[Dataset items]
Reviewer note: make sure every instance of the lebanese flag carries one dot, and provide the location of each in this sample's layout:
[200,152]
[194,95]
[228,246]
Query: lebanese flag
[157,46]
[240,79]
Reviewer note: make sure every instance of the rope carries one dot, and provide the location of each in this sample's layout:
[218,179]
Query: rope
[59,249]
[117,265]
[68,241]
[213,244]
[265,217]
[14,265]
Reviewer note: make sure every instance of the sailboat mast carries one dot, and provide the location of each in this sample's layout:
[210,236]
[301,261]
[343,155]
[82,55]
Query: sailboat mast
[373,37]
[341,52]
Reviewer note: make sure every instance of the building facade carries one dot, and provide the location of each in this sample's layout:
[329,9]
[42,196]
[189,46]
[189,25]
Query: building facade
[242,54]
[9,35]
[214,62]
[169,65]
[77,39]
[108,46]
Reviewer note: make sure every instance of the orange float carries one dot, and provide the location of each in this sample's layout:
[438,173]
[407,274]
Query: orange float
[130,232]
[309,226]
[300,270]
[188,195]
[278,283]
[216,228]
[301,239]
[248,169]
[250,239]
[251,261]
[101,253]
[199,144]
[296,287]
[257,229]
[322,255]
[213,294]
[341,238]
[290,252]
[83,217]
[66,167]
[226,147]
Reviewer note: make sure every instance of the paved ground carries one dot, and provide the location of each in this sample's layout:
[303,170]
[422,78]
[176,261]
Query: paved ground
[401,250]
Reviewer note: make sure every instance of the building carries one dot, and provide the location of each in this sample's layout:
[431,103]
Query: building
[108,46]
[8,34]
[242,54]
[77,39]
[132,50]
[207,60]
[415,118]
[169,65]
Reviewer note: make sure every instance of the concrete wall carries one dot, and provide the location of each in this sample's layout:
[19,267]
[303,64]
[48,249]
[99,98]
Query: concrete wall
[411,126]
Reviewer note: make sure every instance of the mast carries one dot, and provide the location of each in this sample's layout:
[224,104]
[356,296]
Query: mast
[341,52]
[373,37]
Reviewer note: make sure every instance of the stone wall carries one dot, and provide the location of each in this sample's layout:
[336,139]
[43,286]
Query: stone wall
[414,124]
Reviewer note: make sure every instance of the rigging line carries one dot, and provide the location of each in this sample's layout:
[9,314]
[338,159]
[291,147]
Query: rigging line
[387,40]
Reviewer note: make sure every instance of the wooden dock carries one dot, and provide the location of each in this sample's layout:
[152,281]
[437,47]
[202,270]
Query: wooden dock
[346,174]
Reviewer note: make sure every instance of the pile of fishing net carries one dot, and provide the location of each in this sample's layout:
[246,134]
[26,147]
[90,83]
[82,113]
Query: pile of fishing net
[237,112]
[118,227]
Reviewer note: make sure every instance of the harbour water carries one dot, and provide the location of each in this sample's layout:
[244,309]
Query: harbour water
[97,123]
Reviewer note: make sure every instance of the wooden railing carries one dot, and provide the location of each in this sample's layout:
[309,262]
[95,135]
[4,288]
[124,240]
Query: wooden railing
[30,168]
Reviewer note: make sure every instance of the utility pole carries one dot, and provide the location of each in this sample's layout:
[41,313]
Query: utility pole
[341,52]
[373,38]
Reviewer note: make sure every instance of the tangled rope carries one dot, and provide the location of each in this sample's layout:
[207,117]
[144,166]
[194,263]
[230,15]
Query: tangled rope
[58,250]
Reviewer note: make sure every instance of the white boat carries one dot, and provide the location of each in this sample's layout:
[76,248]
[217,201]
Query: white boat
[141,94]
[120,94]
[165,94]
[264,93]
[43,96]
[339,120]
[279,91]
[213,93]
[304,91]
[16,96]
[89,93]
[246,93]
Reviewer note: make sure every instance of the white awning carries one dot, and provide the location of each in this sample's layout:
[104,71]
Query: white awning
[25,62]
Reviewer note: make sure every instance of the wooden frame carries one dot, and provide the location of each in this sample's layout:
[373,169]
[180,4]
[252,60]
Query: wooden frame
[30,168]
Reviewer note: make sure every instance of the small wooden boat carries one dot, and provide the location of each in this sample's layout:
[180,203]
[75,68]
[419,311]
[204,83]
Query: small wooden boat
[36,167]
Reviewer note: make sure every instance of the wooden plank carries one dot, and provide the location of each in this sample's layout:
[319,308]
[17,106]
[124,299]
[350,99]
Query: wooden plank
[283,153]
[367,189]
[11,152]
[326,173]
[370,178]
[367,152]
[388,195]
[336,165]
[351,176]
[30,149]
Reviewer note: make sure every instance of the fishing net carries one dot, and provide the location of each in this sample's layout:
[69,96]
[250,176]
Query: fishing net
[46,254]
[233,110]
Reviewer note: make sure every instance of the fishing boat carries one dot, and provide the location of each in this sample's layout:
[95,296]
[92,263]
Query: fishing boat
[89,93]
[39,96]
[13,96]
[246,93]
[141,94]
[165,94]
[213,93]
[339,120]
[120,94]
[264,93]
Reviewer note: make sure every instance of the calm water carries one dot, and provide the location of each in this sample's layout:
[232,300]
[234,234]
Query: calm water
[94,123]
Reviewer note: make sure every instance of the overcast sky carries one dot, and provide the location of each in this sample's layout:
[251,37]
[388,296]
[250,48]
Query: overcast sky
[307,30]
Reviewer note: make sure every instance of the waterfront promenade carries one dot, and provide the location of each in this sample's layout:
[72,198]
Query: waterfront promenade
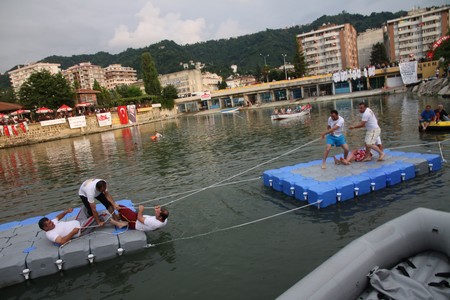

> Your assignment
Scan the data above, find each line with "waterfront", and copy it.

> Exercise solution
Reviewer note: make sure every instance of the waterfront promenade carries one dot, and provide the location of each in this sample's layout:
Query: waterfront promenade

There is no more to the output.